WHAT IS EXPECTED: Rewrite only the lines from the one containing "Batch job #4201 — class label: arched" through the one containing "[61, 92, 234, 291]", putting "smallest" in place of "tightest" and leaving everything else unchanged.

EXTRACTED INFORMATION:
════════

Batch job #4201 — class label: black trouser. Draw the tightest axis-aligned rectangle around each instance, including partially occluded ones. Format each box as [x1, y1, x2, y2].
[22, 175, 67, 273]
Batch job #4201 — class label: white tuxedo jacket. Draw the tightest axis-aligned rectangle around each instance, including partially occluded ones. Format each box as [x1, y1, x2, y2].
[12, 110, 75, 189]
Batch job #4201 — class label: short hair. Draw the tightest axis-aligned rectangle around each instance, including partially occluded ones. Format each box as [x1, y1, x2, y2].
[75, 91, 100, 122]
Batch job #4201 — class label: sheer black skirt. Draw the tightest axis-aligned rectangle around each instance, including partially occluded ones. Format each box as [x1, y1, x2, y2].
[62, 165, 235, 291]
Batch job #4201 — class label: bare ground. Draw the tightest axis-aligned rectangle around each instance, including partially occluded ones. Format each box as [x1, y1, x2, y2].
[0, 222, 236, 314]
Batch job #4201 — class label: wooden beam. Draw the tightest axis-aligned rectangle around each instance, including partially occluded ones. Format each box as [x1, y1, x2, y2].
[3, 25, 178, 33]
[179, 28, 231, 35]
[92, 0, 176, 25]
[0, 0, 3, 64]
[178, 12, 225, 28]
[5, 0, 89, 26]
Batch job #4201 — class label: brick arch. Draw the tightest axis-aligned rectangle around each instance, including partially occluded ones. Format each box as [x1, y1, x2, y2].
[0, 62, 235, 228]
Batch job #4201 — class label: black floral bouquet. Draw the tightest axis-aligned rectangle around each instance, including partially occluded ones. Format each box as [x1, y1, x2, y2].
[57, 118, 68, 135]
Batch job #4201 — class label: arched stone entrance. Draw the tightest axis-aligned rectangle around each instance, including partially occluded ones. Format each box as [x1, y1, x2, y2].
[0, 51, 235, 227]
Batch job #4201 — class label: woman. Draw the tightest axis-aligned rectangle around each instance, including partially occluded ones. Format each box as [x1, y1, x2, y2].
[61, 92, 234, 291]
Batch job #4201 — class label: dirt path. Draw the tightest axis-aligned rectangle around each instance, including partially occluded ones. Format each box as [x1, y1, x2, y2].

════════

RESPONSE:
Batch job #4201 — class label: arched stone entrance. Draw the smallest axis-aligned rectangle around each instance, including partially occluded ones. Format each box as [x1, y1, x2, y2].
[0, 51, 235, 227]
Batch job #4201 — class label: woman. Draw the smallest axis-aligned rectangle around each instance, including partially occluded ones. Format each box as [x1, y1, x2, y2].
[61, 92, 234, 291]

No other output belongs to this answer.